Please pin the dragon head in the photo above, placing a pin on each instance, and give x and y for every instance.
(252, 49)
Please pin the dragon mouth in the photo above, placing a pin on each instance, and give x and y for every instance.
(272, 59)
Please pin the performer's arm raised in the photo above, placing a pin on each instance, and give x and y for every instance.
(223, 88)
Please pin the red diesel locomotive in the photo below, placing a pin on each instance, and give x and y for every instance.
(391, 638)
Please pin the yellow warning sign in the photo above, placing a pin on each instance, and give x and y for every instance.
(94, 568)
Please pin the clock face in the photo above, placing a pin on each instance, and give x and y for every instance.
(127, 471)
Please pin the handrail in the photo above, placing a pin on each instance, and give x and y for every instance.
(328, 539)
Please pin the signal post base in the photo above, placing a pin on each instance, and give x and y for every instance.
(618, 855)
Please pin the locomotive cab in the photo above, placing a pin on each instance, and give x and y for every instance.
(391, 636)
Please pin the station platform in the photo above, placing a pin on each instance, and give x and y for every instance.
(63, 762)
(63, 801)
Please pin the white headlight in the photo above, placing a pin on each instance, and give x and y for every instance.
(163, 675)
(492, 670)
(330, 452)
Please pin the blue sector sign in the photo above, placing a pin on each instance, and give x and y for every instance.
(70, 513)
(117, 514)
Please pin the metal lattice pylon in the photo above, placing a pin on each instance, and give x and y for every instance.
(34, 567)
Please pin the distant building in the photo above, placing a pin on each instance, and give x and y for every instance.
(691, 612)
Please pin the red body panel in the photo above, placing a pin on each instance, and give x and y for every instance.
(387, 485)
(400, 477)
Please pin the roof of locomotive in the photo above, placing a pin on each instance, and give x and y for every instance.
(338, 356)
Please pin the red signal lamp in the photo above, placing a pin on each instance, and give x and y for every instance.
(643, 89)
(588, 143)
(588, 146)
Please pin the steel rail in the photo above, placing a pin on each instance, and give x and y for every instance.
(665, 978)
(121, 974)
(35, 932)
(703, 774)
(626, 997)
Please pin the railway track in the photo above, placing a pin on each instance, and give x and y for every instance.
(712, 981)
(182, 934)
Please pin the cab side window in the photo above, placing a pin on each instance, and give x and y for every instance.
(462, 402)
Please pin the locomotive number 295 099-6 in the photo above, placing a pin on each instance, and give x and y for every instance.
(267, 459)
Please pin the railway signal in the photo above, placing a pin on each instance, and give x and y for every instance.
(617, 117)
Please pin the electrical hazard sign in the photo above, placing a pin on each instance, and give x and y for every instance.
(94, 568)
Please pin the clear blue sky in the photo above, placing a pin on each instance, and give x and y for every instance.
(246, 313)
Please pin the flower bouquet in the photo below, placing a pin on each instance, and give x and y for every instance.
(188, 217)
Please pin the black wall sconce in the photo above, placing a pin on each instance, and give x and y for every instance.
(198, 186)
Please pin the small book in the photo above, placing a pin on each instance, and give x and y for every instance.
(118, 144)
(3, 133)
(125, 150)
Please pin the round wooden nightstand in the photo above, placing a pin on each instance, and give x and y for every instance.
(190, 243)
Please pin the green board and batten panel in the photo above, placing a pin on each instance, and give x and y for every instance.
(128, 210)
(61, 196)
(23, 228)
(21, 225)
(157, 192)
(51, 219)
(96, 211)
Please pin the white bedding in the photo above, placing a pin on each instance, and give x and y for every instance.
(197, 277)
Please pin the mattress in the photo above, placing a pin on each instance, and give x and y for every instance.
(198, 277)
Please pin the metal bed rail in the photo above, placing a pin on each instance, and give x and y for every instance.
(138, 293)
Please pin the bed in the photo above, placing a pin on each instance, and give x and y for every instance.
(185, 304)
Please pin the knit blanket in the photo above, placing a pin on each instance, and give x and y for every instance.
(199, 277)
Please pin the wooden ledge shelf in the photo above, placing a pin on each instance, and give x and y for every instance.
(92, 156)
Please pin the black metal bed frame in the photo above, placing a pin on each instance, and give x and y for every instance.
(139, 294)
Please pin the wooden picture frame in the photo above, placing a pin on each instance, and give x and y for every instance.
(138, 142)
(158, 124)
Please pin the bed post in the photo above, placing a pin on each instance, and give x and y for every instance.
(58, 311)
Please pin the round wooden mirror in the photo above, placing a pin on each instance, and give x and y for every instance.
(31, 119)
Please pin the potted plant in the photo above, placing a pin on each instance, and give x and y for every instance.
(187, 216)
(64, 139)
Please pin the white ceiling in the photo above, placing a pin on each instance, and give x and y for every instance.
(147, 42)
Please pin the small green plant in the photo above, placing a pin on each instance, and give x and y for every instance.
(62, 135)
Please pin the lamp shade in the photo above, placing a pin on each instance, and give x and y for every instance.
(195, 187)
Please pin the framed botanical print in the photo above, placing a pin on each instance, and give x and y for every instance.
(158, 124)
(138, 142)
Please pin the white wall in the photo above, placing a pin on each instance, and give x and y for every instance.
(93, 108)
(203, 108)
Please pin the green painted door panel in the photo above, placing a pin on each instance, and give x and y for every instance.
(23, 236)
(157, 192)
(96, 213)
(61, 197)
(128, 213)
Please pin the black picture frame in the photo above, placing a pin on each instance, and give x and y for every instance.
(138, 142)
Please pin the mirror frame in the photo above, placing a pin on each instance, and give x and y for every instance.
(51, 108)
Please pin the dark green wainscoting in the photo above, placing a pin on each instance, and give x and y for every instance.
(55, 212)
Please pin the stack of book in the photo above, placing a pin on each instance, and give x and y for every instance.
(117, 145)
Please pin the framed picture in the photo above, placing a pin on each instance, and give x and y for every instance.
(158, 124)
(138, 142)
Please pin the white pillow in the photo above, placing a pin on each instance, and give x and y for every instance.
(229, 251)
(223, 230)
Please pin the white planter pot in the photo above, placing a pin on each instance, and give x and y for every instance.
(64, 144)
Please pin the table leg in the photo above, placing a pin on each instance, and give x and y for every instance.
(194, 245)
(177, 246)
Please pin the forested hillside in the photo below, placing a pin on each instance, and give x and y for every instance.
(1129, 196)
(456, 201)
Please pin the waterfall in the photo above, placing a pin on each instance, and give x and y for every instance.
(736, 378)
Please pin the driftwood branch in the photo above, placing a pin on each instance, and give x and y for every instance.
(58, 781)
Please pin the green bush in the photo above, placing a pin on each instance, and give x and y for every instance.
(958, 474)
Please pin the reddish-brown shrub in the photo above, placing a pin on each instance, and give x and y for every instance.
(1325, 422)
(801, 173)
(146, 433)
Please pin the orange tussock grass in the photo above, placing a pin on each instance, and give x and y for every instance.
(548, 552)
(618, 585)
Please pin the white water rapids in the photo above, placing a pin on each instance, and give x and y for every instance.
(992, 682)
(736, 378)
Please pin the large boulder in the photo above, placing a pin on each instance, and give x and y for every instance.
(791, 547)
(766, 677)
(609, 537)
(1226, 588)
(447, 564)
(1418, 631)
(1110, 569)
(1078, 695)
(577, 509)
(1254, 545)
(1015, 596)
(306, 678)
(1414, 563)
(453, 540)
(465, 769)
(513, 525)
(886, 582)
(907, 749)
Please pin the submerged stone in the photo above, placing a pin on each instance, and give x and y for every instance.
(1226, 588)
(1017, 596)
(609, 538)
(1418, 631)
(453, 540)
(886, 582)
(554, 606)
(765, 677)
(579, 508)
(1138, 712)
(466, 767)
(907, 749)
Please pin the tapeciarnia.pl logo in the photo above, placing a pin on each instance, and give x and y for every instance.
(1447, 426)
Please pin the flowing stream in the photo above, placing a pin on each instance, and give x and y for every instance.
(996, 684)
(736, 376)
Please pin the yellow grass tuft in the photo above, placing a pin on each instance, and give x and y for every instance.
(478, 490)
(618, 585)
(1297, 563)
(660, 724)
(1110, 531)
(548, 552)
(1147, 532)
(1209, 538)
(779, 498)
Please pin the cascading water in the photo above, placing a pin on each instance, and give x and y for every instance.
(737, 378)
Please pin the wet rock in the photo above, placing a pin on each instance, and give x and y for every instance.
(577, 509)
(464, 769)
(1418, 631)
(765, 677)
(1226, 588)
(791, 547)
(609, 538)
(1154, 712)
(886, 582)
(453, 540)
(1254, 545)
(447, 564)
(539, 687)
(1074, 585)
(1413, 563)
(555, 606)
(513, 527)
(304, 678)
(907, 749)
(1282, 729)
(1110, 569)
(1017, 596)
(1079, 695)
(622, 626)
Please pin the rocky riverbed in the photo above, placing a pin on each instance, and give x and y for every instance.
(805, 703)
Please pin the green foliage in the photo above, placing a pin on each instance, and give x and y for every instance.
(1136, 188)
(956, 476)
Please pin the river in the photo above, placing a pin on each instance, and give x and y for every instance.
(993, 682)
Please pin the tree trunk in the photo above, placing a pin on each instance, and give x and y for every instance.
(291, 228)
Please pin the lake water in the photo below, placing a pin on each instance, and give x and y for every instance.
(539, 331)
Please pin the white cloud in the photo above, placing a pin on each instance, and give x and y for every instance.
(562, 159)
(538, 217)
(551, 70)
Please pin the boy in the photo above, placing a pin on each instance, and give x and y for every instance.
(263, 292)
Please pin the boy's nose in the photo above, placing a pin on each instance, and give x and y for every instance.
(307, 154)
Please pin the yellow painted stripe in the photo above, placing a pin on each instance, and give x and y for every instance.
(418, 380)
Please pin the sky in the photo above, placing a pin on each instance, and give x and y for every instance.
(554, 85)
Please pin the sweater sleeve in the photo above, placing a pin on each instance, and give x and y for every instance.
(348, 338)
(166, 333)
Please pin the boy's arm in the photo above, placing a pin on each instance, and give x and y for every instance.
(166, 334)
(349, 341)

----

REQUIRED TASK:
Quote only the lines from the line containing "Please pin the cascading" through the end of the listing, please, keeping both the first and the last line.

IN RESPONSE:
Please pin the cascading water in the photo above, placing a pin on each instance, and give x and y for every instance.
(737, 378)
Please pin the wet rock in the photo above, placing a pin on each instance, and give x and y for every instance.
(577, 509)
(464, 769)
(1418, 631)
(765, 677)
(1226, 588)
(791, 547)
(609, 538)
(1154, 712)
(886, 582)
(453, 540)
(1254, 545)
(447, 564)
(539, 687)
(1074, 585)
(1413, 563)
(555, 606)
(513, 527)
(304, 678)
(907, 749)
(1282, 729)
(1110, 569)
(1017, 596)
(1079, 695)
(622, 626)
Please pin the rocky riverbed in the photo above, placing a pin on each instance, and give x and y for every instance.
(805, 703)
Please pin the green foliage in the photo above, placing a pin on each instance, and give x and y for every instance.
(1136, 188)
(956, 476)
Please pin the river in the photo above, placing a pin on each instance, and give x and y for every instance.
(993, 682)
Please pin the tree trunk in the photo above, placing a pin on each instance, and give x and y for every instance.
(291, 228)
Please pin the lake water in the photo below, placing a pin on each instance, and give x and y for every instance.
(539, 331)
Please pin the white cloud in the photo above, placing a pin on each instance, and give x and y for every instance.
(562, 159)
(538, 217)
(551, 70)
Please pin the boy in the photo above, placing a pin on each instance, and give x and y for every instance.
(263, 292)
Please pin the boy's nose in the photo above, placing a pin on each instance, and give x and y for every instance.
(307, 154)
Please pin the yellow painted stripe in the photo above, placing a pin on each instance, and give x and y for every instance.
(418, 380)
Please pin the sky in the photo above, placing a pin on each instance, and give x and y for every instance.
(554, 85)
Please pin the sweater sleeve in the photo above, placing a pin on each instance, and give x and y for every instance.
(348, 338)
(166, 333)
Please pin the boy's arm in the photo above, placing a pin on each instance, and give x and y for every instance.
(166, 334)
(349, 341)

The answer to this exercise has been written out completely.